» **Work to complete**
Retype each entry below, keeping every character the same.

Referring expression data:
▬▬▬
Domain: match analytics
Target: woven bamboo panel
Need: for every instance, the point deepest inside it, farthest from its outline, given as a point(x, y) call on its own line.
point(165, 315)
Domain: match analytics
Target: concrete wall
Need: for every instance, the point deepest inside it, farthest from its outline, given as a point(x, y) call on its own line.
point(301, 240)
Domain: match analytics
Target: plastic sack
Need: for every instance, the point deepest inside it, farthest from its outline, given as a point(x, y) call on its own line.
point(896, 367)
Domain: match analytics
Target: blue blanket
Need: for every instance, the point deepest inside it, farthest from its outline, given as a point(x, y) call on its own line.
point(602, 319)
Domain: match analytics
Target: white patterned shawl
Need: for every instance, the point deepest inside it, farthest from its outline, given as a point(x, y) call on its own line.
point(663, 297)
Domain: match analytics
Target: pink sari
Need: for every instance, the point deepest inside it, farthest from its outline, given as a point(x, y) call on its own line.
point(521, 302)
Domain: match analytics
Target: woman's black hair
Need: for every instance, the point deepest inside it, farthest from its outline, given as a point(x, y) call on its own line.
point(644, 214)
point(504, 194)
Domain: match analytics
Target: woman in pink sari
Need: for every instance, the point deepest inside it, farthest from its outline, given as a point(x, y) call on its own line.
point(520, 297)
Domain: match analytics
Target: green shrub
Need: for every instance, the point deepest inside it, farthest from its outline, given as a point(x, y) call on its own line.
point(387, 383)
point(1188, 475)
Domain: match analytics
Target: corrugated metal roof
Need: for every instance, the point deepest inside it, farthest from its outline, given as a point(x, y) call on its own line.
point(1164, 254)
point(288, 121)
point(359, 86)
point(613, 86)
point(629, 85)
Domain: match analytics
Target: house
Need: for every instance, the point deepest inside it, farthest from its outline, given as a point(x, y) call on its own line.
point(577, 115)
▬▬▬
» **Solution to the exercise**
Domain: match analytics
Target: woven bamboo panel
Need: for every instance, the point deepest inside it, farthest from its outline, given as a point(x, y) call on its own line.
point(165, 315)
Domain: match analytics
Target: concrete wall
Need: for every instance, the point deepest inside it, farthest from its outline, given as a point(x, y) call on its own line.
point(301, 240)
Domain: match analytics
Target: plastic sack
Need: for every instance, the point deepest inside it, farthest from its outline, given as a point(x, y) call on its own line.
point(896, 367)
Domain: match analytics
Target: blue blanket
Need: for every instance, the point deepest inside it, farthest from its outline, given as a point(x, y) call on its own line.
point(602, 319)
Domain: match analytics
Target: white patterned shawl
Need: for every instance, the point deepest inside it, farthest from its outline, given as a point(x, y) call on its own line.
point(663, 297)
Domain: match analytics
Target: pink sari
Need: for every instance, the point deepest inside it, farthest from its outline, given as a point(x, y) call on its own line.
point(521, 302)
Domain: match analytics
Target: woman's black hair
Need: for every instance, the point deepest inside it, farthest from its outline, given as a point(x, y) call on its own line.
point(644, 214)
point(504, 194)
Domain: match analytics
Target: woman in pink sari
Need: for every instance, the point deepest inside it, farthest from its outline, given as a point(x, y) call on its own line.
point(520, 297)
Domain: match analytics
Target: green shrub
Need: for every instance, the point deepest inside it, farthest from its outline, given as a point(x, y) call on its own line.
point(387, 383)
point(1188, 475)
Domain: match analytics
Target: corrugated metal roof
Need: for every instance, the point deepest inside it, farthest from its outline, given as a point(x, y) call on its own line.
point(1164, 254)
point(288, 121)
point(359, 86)
point(613, 86)
point(629, 85)
Domain: match analytics
Target: house
Need: for every instance, the point deepest inside it, farthest from its outline, given as a point(x, y) call on its own line.
point(577, 115)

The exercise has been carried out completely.